▸ Problema breve a: Edita la parte de las filas que empieza en la línea que contiene "indicate the green" y termina en la que contiene "column 147, row 27", ambas incluidas. Reescribe solo esas líneas, cambiando "foliage" por "leaves" y sin tocar nada más.

▸ Sección del documento:
□ □ □ □

Con The last broadcast, de Stefan Avalos y Lance Wailer, se completa la encrucijada que desemboca en Blairwitch. Voy a ser sincero. Vi esta película hace mucho tiempo. No me gustó. No volví a verla. Pero recuerdo algo que me llamó la atención: al final era todo mentira, no había fantasma, el mismo director de la película era el asesino. Eso me pareció genial.
El resto de la película es bastante parecido a Blairwitch: unos jóvenes estudian un mito urbano y mueren misteriosamente en un bosque. Queda como testimonio una cinta de video arruinada justo en el momento en que vemos vagamente el contorno de aquello que los mató.
La película muestra paralelamente el trabajo de investigación del director y de los editores por recomponer la cinta. Al final, el contorno misterioso revela la cara del director que es, a su vez, el conductor del documental.

□ □ □ □

▸ Extractos de datos:

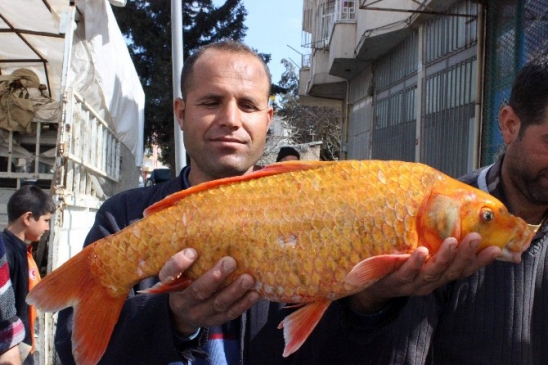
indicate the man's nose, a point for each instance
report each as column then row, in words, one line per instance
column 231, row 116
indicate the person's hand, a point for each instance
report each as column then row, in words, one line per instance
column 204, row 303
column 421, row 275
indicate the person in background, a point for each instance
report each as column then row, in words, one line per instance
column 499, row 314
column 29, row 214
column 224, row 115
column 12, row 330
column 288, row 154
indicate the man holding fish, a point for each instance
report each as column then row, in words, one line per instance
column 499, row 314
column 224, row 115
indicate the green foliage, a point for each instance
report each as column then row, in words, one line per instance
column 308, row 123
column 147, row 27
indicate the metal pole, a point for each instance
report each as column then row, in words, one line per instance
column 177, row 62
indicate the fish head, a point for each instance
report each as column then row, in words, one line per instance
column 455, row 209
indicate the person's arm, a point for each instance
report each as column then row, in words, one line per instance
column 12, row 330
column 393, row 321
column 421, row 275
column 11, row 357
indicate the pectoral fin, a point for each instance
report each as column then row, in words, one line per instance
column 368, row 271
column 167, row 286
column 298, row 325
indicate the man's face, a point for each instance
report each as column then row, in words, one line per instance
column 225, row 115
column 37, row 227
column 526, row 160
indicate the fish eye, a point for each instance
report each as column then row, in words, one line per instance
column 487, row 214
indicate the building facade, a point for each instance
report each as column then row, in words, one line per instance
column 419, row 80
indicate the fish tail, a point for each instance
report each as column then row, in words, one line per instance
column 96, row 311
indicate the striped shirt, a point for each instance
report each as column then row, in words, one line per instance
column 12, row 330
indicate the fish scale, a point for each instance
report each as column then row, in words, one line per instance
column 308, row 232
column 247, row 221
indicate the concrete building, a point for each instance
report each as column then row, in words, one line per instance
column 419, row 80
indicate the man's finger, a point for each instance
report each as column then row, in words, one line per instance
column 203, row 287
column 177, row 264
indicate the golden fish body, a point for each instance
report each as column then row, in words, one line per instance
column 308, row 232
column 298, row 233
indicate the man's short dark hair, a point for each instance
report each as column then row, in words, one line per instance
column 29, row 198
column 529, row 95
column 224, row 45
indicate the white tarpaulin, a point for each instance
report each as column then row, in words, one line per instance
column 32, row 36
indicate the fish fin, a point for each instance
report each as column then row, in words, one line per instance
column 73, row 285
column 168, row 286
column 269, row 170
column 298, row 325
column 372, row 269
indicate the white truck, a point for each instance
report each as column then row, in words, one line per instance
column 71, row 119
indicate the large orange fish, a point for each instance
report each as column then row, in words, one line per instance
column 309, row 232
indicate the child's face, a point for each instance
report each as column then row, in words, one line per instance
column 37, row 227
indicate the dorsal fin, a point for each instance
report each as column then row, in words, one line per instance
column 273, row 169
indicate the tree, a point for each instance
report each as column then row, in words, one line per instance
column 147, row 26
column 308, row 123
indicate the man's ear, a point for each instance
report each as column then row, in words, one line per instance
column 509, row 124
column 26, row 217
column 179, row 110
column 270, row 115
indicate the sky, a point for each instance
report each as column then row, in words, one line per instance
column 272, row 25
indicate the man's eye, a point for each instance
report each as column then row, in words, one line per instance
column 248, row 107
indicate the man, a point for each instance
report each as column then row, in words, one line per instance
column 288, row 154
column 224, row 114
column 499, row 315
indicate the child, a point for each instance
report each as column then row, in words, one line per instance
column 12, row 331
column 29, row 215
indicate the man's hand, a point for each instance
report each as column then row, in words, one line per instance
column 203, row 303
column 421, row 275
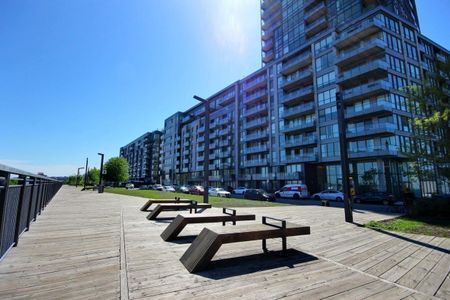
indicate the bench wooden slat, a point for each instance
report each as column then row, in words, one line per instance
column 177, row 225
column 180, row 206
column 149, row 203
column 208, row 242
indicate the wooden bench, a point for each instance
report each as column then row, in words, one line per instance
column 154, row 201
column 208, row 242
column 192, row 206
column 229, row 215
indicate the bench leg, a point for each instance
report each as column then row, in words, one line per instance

□ □ □ □

▸ Problema breve b: Según la sección del documento, ¿quién resulta ser el asesino al final de The last broadcast?

▸ Respuesta completa a:
indicate the green leaves, a point for each instance
report each as column then row, in words, one line per instance
column 308, row 123
column 147, row 27

▸ Respuesta completa b: El mismo director de la película.